■ DATASET EXTRACT:
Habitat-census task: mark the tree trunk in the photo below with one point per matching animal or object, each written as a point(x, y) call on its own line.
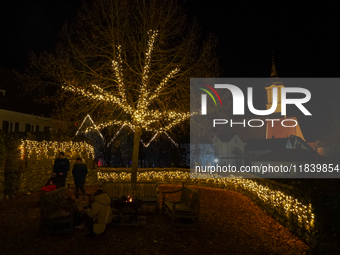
point(135, 154)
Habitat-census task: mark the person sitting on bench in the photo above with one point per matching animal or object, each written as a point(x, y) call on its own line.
point(100, 214)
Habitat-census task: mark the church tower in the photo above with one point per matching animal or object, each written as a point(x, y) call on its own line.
point(278, 131)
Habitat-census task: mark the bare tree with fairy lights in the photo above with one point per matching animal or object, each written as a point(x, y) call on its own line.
point(125, 63)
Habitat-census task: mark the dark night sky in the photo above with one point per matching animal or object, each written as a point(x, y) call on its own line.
point(304, 38)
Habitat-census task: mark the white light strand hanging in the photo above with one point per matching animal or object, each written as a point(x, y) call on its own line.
point(117, 133)
point(95, 127)
point(141, 116)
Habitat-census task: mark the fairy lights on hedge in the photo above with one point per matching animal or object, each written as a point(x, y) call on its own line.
point(294, 209)
point(51, 149)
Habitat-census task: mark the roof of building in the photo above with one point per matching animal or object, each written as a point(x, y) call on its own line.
point(225, 138)
point(274, 143)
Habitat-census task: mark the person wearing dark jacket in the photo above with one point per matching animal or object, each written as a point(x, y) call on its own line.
point(79, 173)
point(61, 167)
point(99, 214)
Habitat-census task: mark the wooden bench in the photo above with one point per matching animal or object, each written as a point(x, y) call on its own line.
point(147, 192)
point(50, 222)
point(185, 212)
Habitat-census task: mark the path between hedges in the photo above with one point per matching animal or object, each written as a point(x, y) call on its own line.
point(230, 224)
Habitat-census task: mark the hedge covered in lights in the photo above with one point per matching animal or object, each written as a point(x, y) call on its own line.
point(292, 209)
point(51, 149)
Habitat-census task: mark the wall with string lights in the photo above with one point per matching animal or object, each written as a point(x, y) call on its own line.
point(30, 163)
point(280, 201)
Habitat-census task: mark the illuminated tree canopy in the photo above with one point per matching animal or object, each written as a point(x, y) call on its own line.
point(125, 63)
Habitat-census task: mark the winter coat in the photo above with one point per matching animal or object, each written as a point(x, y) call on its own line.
point(49, 188)
point(79, 173)
point(61, 165)
point(100, 210)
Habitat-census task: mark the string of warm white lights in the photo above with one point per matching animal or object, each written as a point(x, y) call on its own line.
point(124, 124)
point(49, 149)
point(141, 115)
point(95, 127)
point(292, 207)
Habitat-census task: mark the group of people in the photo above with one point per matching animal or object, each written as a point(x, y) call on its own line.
point(94, 217)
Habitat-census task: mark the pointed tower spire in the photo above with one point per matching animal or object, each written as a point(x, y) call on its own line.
point(273, 73)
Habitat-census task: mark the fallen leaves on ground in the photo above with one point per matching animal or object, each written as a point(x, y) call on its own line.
point(230, 224)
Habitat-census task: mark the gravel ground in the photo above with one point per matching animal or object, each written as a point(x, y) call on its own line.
point(230, 224)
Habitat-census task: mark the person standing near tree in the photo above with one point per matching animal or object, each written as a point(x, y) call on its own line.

■ SET TASK: Rewrite the records from the line with "Habitat-census task: mark the white" up to and including the line with "point(141, 116)", changing "light strand" to "string of lights" and leaving everything else unchanged. Give only those lines.

■ RESPONSE FOR THIS EXERCISE:
Habitat-census task: mark the white string of lights hanging in the photo above with one point per matching animal or object, each written as a point(x, y) call on its own line.
point(117, 133)
point(95, 127)
point(141, 116)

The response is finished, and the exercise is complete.